**PROBLEM STATEMENT:** Your answer should hold every line of the records below that contains the string "blurred".

MATERIAL SUPPLIED below:

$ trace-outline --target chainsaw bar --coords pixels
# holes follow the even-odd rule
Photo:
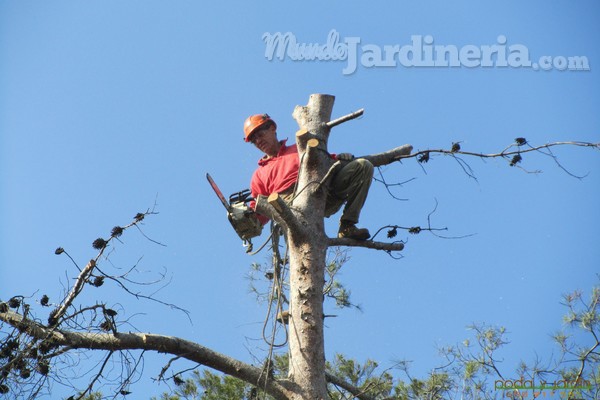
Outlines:
[[[219,189],[219,187],[217,186],[217,184],[215,183],[215,181],[213,180],[213,178],[210,176],[209,173],[206,174],[206,179],[208,179],[208,183],[210,183],[210,186],[212,186],[213,190],[217,194],[217,197],[219,198],[219,200],[221,200],[221,203],[223,203],[223,206],[225,207],[225,209],[228,212],[231,212],[232,211],[231,205],[227,202],[227,200],[225,200],[225,196],[223,196],[221,189]]]

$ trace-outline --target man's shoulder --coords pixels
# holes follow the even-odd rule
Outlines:
[[[298,152],[298,147],[296,146],[296,143],[292,143],[289,146],[284,145],[284,151],[283,154],[290,154],[290,153],[297,153]]]

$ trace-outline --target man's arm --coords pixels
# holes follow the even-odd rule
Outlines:
[[[264,187],[263,187],[264,185],[260,181],[260,178],[258,177],[257,172],[255,172],[252,175],[252,179],[250,180],[250,192],[252,193],[252,197],[254,199],[256,199],[261,194],[263,196],[268,196],[268,194],[264,194],[266,192],[266,190],[264,189]],[[252,200],[250,202],[250,208],[252,208],[253,210],[256,211],[256,200]],[[265,225],[267,222],[269,222],[269,218],[262,214],[256,213],[256,217],[258,218],[260,223],[263,225]]]

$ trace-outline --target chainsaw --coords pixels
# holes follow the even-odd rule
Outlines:
[[[242,244],[246,247],[246,253],[252,251],[252,238],[260,236],[262,233],[262,224],[256,217],[256,213],[250,208],[248,203],[254,200],[249,189],[244,189],[240,192],[233,193],[229,196],[229,202],[225,200],[225,196],[210,176],[206,174],[208,183],[212,186],[221,203],[227,210],[227,219],[233,226],[233,229],[242,239]]]

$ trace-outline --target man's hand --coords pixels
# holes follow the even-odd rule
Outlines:
[[[354,160],[354,154],[340,153],[337,155],[337,159],[340,161],[352,161],[352,160]]]

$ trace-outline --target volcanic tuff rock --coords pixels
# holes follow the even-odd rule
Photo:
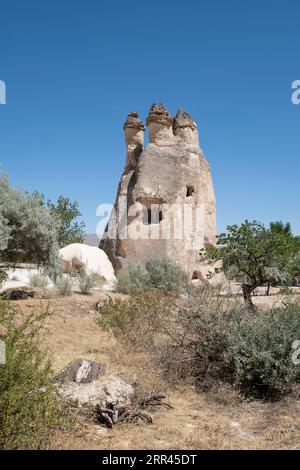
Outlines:
[[[96,246],[71,243],[59,250],[64,272],[84,268],[88,274],[95,273],[108,283],[115,281],[114,270],[107,255]]]
[[[216,237],[214,189],[197,125],[183,109],[173,118],[160,103],[151,106],[147,126],[144,148],[138,114],[130,113],[124,124],[126,163],[100,248],[116,271],[129,262],[169,257],[195,277],[199,249]]]
[[[132,386],[117,375],[104,375],[90,383],[69,382],[62,385],[59,392],[79,407],[128,406],[134,394]]]

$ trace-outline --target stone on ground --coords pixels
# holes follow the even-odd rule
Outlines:
[[[134,395],[131,385],[116,375],[104,375],[90,383],[70,382],[60,387],[61,395],[79,407],[129,406]]]

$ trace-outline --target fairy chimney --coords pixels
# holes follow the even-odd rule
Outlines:
[[[126,163],[125,169],[129,170],[136,167],[141,151],[144,146],[145,127],[139,120],[138,113],[129,113],[123,126],[126,144]]]
[[[216,201],[197,125],[183,109],[175,118],[153,104],[143,123],[124,124],[126,163],[114,211],[100,242],[115,268],[149,258],[171,258],[188,276],[201,272],[199,250],[216,241]]]

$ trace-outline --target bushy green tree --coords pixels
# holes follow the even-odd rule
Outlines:
[[[9,240],[10,227],[0,212],[0,253],[6,250]]]
[[[70,243],[82,243],[85,234],[85,224],[81,220],[78,202],[71,202],[68,197],[60,196],[54,204],[47,202],[50,214],[55,217],[58,223],[58,243],[63,248]]]
[[[271,222],[270,230],[272,233],[281,234],[290,239],[294,246],[295,256],[290,258],[288,265],[289,278],[295,282],[300,277],[300,237],[293,235],[291,224],[284,224],[281,221]]]
[[[51,277],[59,269],[58,224],[36,195],[0,177],[0,260],[36,263]]]
[[[289,235],[290,237],[293,236],[292,234],[292,227],[289,222],[286,224],[281,220],[276,220],[275,222],[270,222],[270,230],[273,233],[282,233],[285,235]]]
[[[298,253],[298,241],[289,230],[266,229],[246,220],[240,226],[228,226],[227,233],[218,236],[217,246],[201,255],[222,261],[225,274],[241,283],[245,303],[254,310],[251,294],[258,286],[292,282]]]

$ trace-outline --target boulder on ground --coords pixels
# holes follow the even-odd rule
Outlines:
[[[111,408],[130,405],[134,390],[116,375],[104,375],[90,383],[70,382],[60,387],[61,395],[79,407]]]
[[[113,427],[125,420],[135,423],[152,423],[146,407],[172,408],[162,400],[164,394],[150,395],[137,401],[134,388],[117,375],[105,374],[100,363],[77,359],[56,377],[58,392],[84,413],[92,412],[93,419]]]
[[[64,262],[65,272],[84,268],[87,273],[96,273],[107,282],[115,281],[112,264],[100,248],[72,243],[59,250],[59,255]]]

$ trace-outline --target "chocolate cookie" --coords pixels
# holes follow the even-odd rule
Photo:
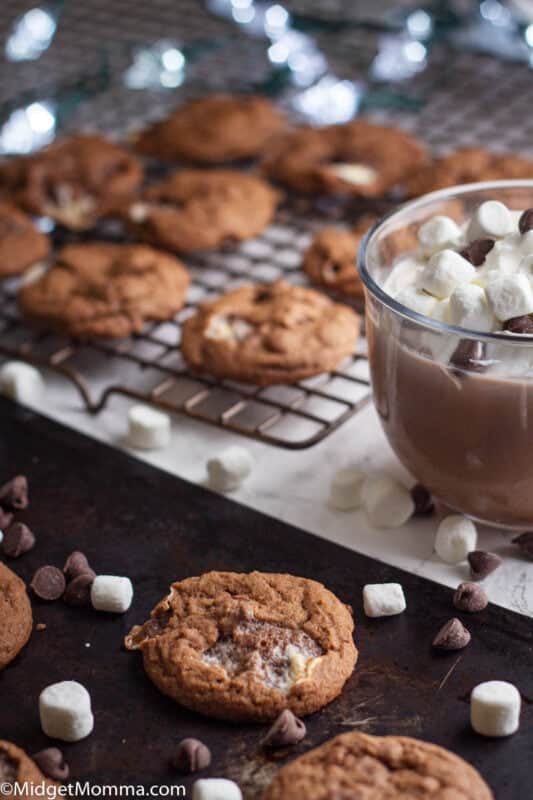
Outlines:
[[[30,638],[33,617],[25,584],[1,562],[0,620],[0,669],[3,669]]]
[[[334,370],[353,353],[358,334],[350,308],[277,281],[201,305],[183,326],[181,347],[195,370],[267,386]]]
[[[357,271],[357,254],[364,235],[376,220],[377,217],[367,214],[353,231],[322,228],[304,254],[303,268],[309,279],[336,294],[362,300],[364,290]]]
[[[0,278],[19,275],[50,251],[48,237],[10,203],[0,202]]]
[[[494,800],[459,756],[405,736],[352,731],[283,767],[263,800]]]
[[[288,133],[263,166],[270,178],[298,192],[376,197],[424,161],[424,148],[408,133],[356,120]]]
[[[27,784],[26,791],[24,784]],[[32,797],[43,796],[37,794],[35,791],[37,787],[45,791],[44,787],[57,786],[57,783],[46,778],[24,750],[0,739],[0,786],[2,786],[2,797],[8,800],[14,800],[16,797],[30,800]],[[8,792],[10,786],[13,787],[12,792]],[[32,786],[34,791],[31,790]]]
[[[341,692],[357,660],[350,610],[292,575],[208,572],[172,584],[126,636],[155,685],[234,721],[311,714]]]
[[[190,253],[261,233],[278,199],[278,193],[254,175],[182,170],[150,186],[125,218],[136,238]]]
[[[147,320],[170,319],[189,286],[174,256],[145,245],[71,244],[19,303],[32,322],[82,339],[128,336]]]
[[[264,97],[214,94],[179,106],[142,131],[135,147],[163,160],[216,164],[253,158],[284,125]]]
[[[31,214],[72,230],[92,228],[139,187],[143,170],[101,136],[70,136],[0,167],[0,191]]]
[[[417,197],[461,183],[514,178],[533,178],[533,160],[472,147],[436,158],[416,170],[409,177],[406,189],[409,196]]]

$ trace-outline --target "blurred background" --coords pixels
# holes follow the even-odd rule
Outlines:
[[[3,154],[220,89],[394,121],[437,152],[532,150],[531,0],[3,0],[0,39]]]

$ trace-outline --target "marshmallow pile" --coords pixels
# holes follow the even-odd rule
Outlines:
[[[533,209],[488,200],[462,226],[430,218],[418,243],[383,285],[399,303],[469,330],[531,333]]]

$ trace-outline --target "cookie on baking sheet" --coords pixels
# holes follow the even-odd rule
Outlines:
[[[364,235],[377,221],[366,214],[351,230],[328,226],[318,231],[304,253],[303,268],[317,286],[354,300],[365,296],[357,271],[357,254]]]
[[[358,334],[351,308],[277,281],[202,304],[185,321],[181,349],[194,370],[267,386],[334,370],[353,353]]]
[[[426,160],[423,146],[398,129],[364,120],[300,128],[279,138],[263,169],[298,192],[377,197]]]
[[[137,136],[135,147],[163,160],[216,164],[258,155],[284,126],[264,97],[213,94],[179,106]]]
[[[177,258],[146,245],[71,244],[19,292],[32,322],[81,339],[127,336],[182,307],[189,275]]]
[[[24,791],[24,784],[27,784]],[[0,786],[2,787],[2,797],[12,800],[20,797],[22,800],[30,800],[32,797],[40,797],[39,790],[45,787],[53,787],[58,784],[46,778],[37,764],[26,755],[24,750],[17,747],[5,739],[0,739]],[[32,791],[32,786],[34,791]],[[12,787],[12,791],[8,791]],[[39,789],[37,789],[39,787]],[[46,796],[46,794],[44,795]]]
[[[19,275],[46,258],[50,241],[23,211],[0,202],[0,279]]]
[[[301,716],[341,692],[357,650],[350,610],[321,583],[208,572],[173,583],[126,636],[146,673],[187,708],[234,721]]]
[[[149,186],[125,220],[135,238],[190,253],[261,233],[278,200],[278,192],[254,175],[187,169]]]
[[[24,582],[1,562],[0,621],[0,669],[3,669],[30,638],[33,616]]]
[[[283,767],[263,800],[494,800],[459,756],[406,736],[352,731]]]
[[[92,228],[139,187],[140,162],[101,136],[69,136],[0,166],[0,192],[31,214]]]
[[[461,183],[533,178],[533,159],[481,148],[456,150],[422,166],[406,182],[410,197]]]

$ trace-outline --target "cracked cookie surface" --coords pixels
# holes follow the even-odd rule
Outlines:
[[[169,253],[146,245],[67,245],[19,292],[31,321],[82,339],[140,331],[182,307],[189,275]]]
[[[28,784],[24,791],[24,784]],[[26,755],[24,750],[11,742],[0,739],[0,785],[2,785],[2,797],[8,800],[21,797],[22,800],[36,796],[36,792],[31,791],[31,786],[36,789],[53,787],[58,784],[46,778],[32,759]],[[8,792],[8,787],[12,786],[12,792]],[[44,795],[46,796],[46,795]]]
[[[356,120],[280,137],[263,169],[297,192],[377,197],[425,160],[423,146],[408,133]]]
[[[359,317],[285,281],[242,286],[186,320],[182,352],[197,371],[267,386],[335,369],[354,351]]]
[[[283,767],[263,800],[494,800],[481,775],[442,747],[352,731]]]
[[[0,669],[20,653],[30,638],[33,616],[24,582],[0,562]]]
[[[0,192],[31,214],[92,228],[139,187],[140,162],[102,136],[76,135],[0,167]]]
[[[0,202],[0,278],[19,275],[46,258],[50,240],[23,211]]]
[[[181,170],[125,212],[131,234],[178,253],[211,250],[266,228],[279,200],[268,183],[232,170]]]
[[[214,94],[191,100],[138,135],[139,152],[216,164],[253,158],[284,125],[264,97]]]
[[[350,610],[316,581],[209,572],[172,584],[126,636],[155,685],[207,716],[311,714],[341,692],[357,660]]]

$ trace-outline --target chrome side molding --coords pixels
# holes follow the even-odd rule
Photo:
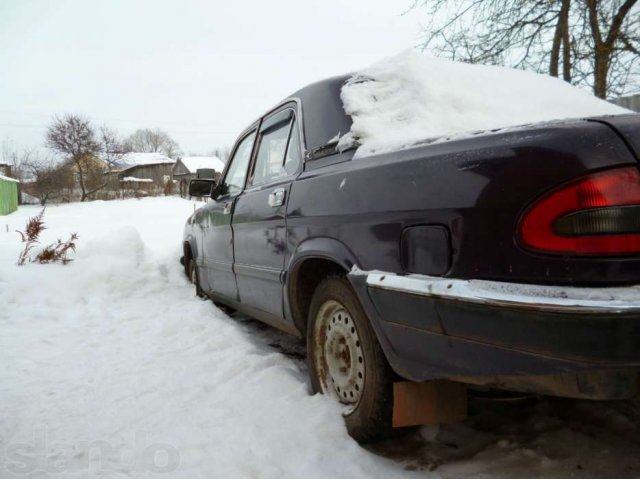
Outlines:
[[[640,313],[640,285],[567,287],[352,270],[371,288],[510,308],[567,313]]]

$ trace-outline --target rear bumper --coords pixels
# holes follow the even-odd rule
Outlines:
[[[614,288],[523,285],[426,275],[369,273],[367,286],[386,291],[518,310],[640,314],[640,285]]]
[[[416,381],[640,367],[640,287],[565,288],[354,270],[387,358]]]

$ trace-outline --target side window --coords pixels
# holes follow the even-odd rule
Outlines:
[[[251,185],[261,185],[286,177],[294,173],[300,163],[300,139],[295,116],[285,111],[274,117],[276,120],[282,117],[282,120],[260,132],[260,146]]]
[[[289,140],[289,146],[287,147],[287,155],[284,159],[284,169],[287,175],[291,175],[298,170],[298,166],[302,161],[302,154],[300,153],[300,132],[298,131],[298,123],[296,119],[293,119],[293,125],[291,126],[291,139]]]
[[[247,178],[247,168],[249,160],[251,160],[255,138],[256,132],[251,132],[238,145],[222,182],[222,194],[237,195],[244,188],[244,180]]]

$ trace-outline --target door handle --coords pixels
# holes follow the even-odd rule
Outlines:
[[[270,207],[279,207],[284,204],[284,197],[286,196],[287,191],[284,188],[276,188],[273,192],[269,194],[269,206]]]
[[[231,205],[233,202],[227,202],[224,204],[224,209],[222,210],[223,215],[229,215],[231,213]]]

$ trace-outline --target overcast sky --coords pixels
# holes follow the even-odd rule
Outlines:
[[[298,88],[412,48],[411,0],[0,0],[0,140],[42,147],[55,114],[185,153],[233,143]]]

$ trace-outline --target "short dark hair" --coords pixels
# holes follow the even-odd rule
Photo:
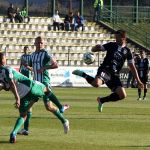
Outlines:
[[[146,52],[144,49],[143,50],[139,50],[140,53]]]
[[[117,30],[115,34],[119,34],[122,38],[126,37],[126,31],[125,30]]]

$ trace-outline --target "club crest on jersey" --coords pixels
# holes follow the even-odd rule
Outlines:
[[[123,54],[124,54],[124,55],[127,54],[127,49],[124,48]]]

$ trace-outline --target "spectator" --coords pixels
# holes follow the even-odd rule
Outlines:
[[[56,27],[57,27],[58,30],[60,30],[60,27],[61,27],[61,30],[64,30],[64,23],[63,23],[62,19],[59,16],[59,11],[58,10],[56,10],[56,13],[53,16],[53,26],[54,26],[55,31],[56,31]]]
[[[94,2],[94,18],[95,22],[98,22],[101,18],[101,13],[103,9],[103,0],[95,0]]]
[[[10,7],[7,9],[7,16],[10,18],[10,22],[15,22],[16,11],[14,5],[11,3]]]
[[[68,15],[66,15],[65,17],[65,20],[64,20],[64,23],[65,23],[65,30],[66,31],[69,31],[70,28],[71,28],[71,31],[74,31],[74,16],[73,16],[73,12],[69,12]]]
[[[28,16],[28,12],[27,12],[27,9],[26,7],[24,6],[20,12],[21,16],[23,17],[23,21],[25,22],[25,18],[28,19],[27,22],[30,22],[30,17]]]
[[[15,15],[16,22],[22,23],[23,17],[21,16],[19,7],[16,8],[16,15]]]
[[[75,22],[75,31],[78,31],[80,27],[82,27],[82,31],[84,30],[84,19],[80,15],[80,12],[76,13],[74,17],[74,22]]]

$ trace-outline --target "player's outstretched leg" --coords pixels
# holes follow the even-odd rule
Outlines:
[[[103,105],[105,102],[115,102],[115,101],[118,101],[118,100],[122,100],[124,99],[125,97],[121,97],[117,94],[117,93],[111,93],[110,95],[106,96],[106,97],[98,97],[97,98],[97,101],[98,101],[98,110],[99,112],[102,112],[102,109],[103,109]]]
[[[81,71],[81,70],[74,70],[73,72],[72,72],[72,74],[74,74],[74,75],[77,75],[77,76],[80,76],[80,77],[83,77],[83,71]]]
[[[93,81],[94,81],[94,79],[95,79],[95,78],[93,78],[92,76],[86,74],[85,72],[83,72],[83,71],[81,71],[81,70],[74,70],[74,71],[72,72],[72,74],[85,78],[86,81],[87,81],[89,84],[91,84],[91,85],[92,85],[92,83],[93,83]],[[93,86],[93,85],[92,85],[92,86]]]
[[[57,96],[51,91],[49,94],[45,95],[44,96],[44,100],[47,101],[47,98],[49,98],[58,108],[59,108],[59,111],[61,113],[64,113],[65,110],[69,109],[69,105],[65,104],[65,105],[62,105],[59,101],[59,99],[57,98]]]
[[[65,119],[64,115],[60,113],[59,109],[53,112],[54,115],[62,122],[64,127],[64,133],[67,134],[69,131],[69,120]]]
[[[52,112],[63,124],[64,133],[69,131],[69,121],[64,117],[58,108],[56,108],[51,101],[44,102],[46,110]]]
[[[68,131],[70,130],[70,127],[69,127],[69,120],[65,120],[65,123],[63,124],[64,126],[64,133],[67,134]]]

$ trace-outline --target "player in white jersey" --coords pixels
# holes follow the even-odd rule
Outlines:
[[[44,84],[25,77],[5,64],[5,55],[0,53],[0,85],[3,83],[3,86],[0,86],[0,90],[12,91],[16,99],[15,106],[20,112],[9,140],[10,143],[15,143],[17,132],[24,124],[28,110],[40,97],[47,96],[47,98],[50,98],[52,91]],[[44,101],[44,104],[46,110],[52,112],[62,122],[64,132],[67,133],[69,131],[69,121],[64,118],[63,114],[60,113],[59,109],[50,100]]]
[[[19,72],[21,72],[23,75],[25,75],[28,78],[31,78],[31,71],[32,67],[30,67],[29,63],[31,62],[31,55],[29,54],[29,47],[25,46],[24,54],[21,56],[20,59],[20,68]],[[32,108],[27,113],[26,121],[24,122],[24,128],[18,132],[18,134],[21,135],[28,135],[29,134],[29,124],[32,117]]]
[[[35,39],[36,50],[31,54],[31,66],[33,68],[33,79],[43,83],[46,87],[51,89],[50,85],[50,76],[48,69],[58,68],[56,59],[45,49],[44,38],[38,36]],[[59,108],[60,112],[64,112],[65,109],[69,108],[69,105],[62,105],[56,95],[53,93],[50,100]],[[47,98],[44,97],[44,101],[47,101]]]
[[[29,54],[29,47],[24,47],[24,54],[20,58],[20,68],[19,72],[21,72],[26,77],[31,77],[32,68],[30,67],[29,63],[31,62],[31,55]]]

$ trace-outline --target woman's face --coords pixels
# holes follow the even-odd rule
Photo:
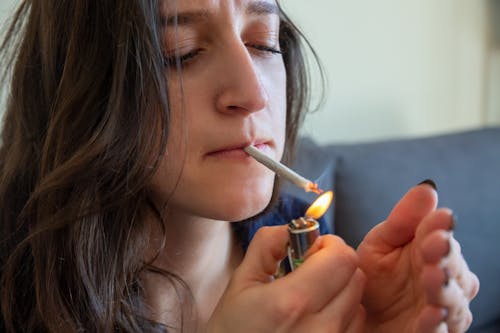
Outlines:
[[[172,119],[155,192],[175,212],[228,221],[255,215],[269,203],[274,173],[242,148],[256,145],[279,160],[285,137],[276,3],[178,0],[162,12]]]

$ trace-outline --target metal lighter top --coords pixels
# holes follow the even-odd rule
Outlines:
[[[290,236],[288,259],[293,271],[304,262],[307,251],[319,237],[319,223],[310,217],[299,217],[288,223],[288,234]]]

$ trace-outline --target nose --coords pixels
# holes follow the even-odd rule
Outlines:
[[[245,44],[241,41],[232,43],[220,61],[222,71],[218,79],[217,109],[231,113],[263,110],[269,97],[262,80],[262,68]]]

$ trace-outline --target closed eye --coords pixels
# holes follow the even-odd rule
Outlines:
[[[267,46],[267,45],[260,45],[260,44],[246,44],[247,47],[251,47],[252,49],[255,49],[257,51],[262,51],[262,52],[268,52],[271,54],[281,54],[281,50]]]
[[[267,45],[247,43],[246,46],[254,50],[257,50],[259,52],[268,53],[271,55],[282,53],[281,50]],[[163,58],[163,64],[166,67],[171,67],[171,68],[175,68],[177,64],[185,66],[187,63],[189,63],[189,61],[197,57],[201,51],[202,51],[201,49],[194,49],[192,51],[186,52],[181,55],[165,56]]]
[[[201,49],[195,49],[195,50],[186,52],[186,53],[181,54],[181,55],[165,56],[163,58],[163,64],[166,67],[176,67],[177,63],[179,63],[180,65],[185,65],[191,59],[198,56],[200,52],[201,52]]]

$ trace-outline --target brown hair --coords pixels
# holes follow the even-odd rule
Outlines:
[[[149,319],[139,279],[154,270],[141,221],[169,124],[159,12],[151,0],[25,0],[13,17],[0,50],[9,78],[0,147],[6,331],[165,329]],[[284,14],[280,43],[289,158],[308,76]]]

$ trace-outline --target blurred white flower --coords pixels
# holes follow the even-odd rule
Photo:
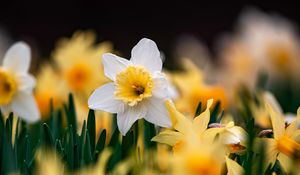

End of MATERIAL SUPPLIED.

**EXERCISE SOLUTION:**
$ trace-outline --target "blurred background" --coords pixels
$ trace-outline --target blurred white flower --coords pixels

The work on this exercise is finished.